## [Prompt]
How many lines of the entries below contain the word "black"? Reply with the number only.

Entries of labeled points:
§

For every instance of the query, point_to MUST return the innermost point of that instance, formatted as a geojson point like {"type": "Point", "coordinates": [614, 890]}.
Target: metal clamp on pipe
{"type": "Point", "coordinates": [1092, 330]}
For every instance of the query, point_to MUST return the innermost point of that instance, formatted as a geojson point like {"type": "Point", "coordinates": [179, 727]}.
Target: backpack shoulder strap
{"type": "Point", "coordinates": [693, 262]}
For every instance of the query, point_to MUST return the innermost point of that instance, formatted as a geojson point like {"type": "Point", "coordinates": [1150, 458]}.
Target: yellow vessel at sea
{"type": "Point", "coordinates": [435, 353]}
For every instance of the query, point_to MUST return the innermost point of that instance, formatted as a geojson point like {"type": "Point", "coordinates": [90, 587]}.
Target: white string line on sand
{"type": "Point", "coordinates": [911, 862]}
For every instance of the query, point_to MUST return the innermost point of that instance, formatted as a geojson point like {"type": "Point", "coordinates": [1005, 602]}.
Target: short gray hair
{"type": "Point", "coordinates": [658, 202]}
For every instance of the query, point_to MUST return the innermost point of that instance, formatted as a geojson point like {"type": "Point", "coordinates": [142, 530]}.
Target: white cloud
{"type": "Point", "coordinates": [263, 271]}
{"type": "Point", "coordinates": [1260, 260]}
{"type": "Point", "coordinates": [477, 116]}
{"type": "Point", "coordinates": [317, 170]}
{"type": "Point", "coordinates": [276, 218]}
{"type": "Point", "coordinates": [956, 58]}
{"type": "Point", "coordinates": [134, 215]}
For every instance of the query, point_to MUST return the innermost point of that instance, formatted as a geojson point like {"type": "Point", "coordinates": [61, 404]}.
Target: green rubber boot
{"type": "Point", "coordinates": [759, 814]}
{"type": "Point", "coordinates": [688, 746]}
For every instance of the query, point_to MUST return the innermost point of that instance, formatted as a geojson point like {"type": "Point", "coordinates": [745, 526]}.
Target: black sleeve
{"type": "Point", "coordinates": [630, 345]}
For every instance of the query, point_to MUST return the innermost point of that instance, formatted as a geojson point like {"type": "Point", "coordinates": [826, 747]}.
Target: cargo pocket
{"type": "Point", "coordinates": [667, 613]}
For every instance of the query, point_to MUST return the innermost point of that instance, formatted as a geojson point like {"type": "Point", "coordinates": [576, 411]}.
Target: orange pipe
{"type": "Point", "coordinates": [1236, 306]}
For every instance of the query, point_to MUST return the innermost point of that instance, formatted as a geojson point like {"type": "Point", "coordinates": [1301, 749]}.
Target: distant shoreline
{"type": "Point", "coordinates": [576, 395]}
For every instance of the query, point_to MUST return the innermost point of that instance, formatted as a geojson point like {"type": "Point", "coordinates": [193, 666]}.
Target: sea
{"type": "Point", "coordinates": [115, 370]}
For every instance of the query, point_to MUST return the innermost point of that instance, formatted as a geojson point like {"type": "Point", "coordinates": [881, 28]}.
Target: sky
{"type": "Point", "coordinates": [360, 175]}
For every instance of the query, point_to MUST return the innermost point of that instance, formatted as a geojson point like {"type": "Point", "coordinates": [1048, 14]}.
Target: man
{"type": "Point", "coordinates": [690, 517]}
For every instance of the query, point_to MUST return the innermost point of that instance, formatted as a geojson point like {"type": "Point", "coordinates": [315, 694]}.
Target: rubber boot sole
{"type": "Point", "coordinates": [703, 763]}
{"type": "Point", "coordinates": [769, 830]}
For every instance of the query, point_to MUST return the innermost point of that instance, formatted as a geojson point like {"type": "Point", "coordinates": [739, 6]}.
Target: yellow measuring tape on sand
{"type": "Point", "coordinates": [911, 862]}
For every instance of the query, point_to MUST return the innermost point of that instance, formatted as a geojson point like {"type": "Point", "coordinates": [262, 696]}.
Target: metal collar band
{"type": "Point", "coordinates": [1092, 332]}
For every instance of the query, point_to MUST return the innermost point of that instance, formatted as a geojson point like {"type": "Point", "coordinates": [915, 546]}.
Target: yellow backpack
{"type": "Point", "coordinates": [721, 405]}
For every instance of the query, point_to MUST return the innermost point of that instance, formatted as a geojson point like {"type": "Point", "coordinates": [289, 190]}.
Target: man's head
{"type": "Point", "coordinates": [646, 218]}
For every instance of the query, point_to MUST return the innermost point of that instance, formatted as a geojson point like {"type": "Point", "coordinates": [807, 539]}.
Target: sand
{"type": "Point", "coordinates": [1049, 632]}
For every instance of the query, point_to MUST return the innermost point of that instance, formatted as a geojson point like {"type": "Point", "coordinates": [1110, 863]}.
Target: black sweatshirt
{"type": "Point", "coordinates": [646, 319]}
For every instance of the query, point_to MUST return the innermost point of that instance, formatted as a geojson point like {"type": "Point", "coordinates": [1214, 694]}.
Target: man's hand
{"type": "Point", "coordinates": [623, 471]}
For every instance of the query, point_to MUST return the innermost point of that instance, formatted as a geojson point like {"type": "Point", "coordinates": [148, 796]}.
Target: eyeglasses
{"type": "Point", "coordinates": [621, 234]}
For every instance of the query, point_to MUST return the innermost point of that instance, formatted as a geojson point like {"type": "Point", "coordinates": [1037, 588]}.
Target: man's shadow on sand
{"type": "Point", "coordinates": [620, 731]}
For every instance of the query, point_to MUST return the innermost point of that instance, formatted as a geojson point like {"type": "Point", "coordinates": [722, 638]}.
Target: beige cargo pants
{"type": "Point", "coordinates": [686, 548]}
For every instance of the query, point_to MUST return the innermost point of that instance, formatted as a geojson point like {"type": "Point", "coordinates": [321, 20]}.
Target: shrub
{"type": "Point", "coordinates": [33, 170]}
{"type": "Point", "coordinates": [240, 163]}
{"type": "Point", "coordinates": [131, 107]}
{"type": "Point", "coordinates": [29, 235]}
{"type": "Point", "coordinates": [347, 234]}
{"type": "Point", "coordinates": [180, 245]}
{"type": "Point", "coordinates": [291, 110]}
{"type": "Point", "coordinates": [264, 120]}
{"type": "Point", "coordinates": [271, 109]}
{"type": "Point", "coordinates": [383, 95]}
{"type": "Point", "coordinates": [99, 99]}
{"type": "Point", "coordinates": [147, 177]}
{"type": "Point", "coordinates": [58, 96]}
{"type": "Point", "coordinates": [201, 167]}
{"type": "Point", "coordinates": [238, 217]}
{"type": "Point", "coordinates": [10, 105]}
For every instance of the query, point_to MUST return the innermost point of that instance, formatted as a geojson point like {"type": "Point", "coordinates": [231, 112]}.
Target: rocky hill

§

## [Written response]
2